### Requirement
Extract all data as written.

### Data for the task
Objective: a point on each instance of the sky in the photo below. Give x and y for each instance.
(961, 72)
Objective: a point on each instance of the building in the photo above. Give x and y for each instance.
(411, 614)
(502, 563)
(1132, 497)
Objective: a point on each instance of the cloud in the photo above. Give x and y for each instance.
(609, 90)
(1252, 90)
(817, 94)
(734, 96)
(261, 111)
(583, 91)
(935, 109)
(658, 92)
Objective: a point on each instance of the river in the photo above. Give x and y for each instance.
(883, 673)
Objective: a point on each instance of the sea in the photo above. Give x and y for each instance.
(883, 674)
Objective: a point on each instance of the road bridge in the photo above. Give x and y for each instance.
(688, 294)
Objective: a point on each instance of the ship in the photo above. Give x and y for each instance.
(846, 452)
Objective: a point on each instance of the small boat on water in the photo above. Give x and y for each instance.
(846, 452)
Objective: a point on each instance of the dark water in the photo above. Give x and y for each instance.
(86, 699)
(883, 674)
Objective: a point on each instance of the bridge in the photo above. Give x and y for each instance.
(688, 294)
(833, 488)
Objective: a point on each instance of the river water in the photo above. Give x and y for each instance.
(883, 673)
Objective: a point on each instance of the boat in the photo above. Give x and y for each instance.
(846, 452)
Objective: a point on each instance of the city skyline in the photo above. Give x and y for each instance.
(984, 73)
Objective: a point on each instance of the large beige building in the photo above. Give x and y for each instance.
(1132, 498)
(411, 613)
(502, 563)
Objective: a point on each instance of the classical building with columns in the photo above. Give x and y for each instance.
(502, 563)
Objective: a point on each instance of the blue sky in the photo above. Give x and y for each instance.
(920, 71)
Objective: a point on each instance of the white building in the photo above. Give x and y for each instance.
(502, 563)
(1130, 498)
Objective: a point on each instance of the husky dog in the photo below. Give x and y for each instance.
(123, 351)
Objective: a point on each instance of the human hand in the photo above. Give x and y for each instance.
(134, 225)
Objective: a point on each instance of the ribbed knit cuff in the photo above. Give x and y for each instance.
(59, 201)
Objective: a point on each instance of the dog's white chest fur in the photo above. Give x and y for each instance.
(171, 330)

### Exercise response
Objective: a point on each instance of the sky in the photo below. Give x and y for each instance.
(961, 72)
Objective: a point on each instance of the building in the photo above. Give x and y for each instance.
(411, 614)
(502, 563)
(1132, 497)
Objective: a point on each instance of the cloud in the photo above. Give x and y for each instance.
(609, 90)
(1252, 90)
(817, 94)
(734, 96)
(261, 111)
(583, 91)
(935, 109)
(658, 92)
Objective: a point on each instance of the river in the photo above. Give x and y for each instance.
(883, 673)
Objective: a point on each instance of the sea in the photo above. Give x and y for each instance.
(883, 674)
Objective: a point on each instance of the road bridge in the photo above. Give x and y for each instance.
(688, 294)
Objective: a point on each instance of the ship in the photo above. Give x and y for each instance.
(846, 452)
Objective: a point on each instance of the small boat on water in the photo above. Give x and y for each instance.
(846, 452)
Objective: a point on each instance of the dark water in the photo above. Give x and y for each instance.
(86, 699)
(883, 674)
Objective: a point on each instance of the bridge in the photo above. Give x and y for each instance.
(688, 294)
(833, 488)
Objective: a point on each instance of the river water in the photo above. Give x and y for each instance.
(883, 673)
Objective: a point on each instance of the boat in the photo above. Give x and y for each instance.
(846, 452)
Objective: a point on each instance of the city skyline in the photo above. Give x and y for each instance.
(984, 73)
Objective: a point on each instance of the large beige building in the photo above. Give x and y for each instance.
(1132, 498)
(411, 613)
(502, 563)
Objective: a point on each instance of the classical building with columns in the photo above. Give x and y for each instance.
(502, 563)
Objective: a point on each instance of the blue sky in the photo above. Give x and y for each instance.
(920, 71)
Objective: a point on each instance of the white building in the photo above. Give x and y for each instance.
(502, 563)
(1130, 498)
Objective: a point on each instance of the husky dog in the photo below. Give x and y for each instance.
(123, 351)
Objective: a point on each instance of the human hand in the photo above. Give x and y for each instance.
(134, 225)
Objective: a point on each instance of the ribbed knit cuff in the photo above. Give x and y for each instance.
(59, 201)
Objective: a point on each instance of the dog's white chest fur in the photo above. Give x and y for each instance.
(171, 330)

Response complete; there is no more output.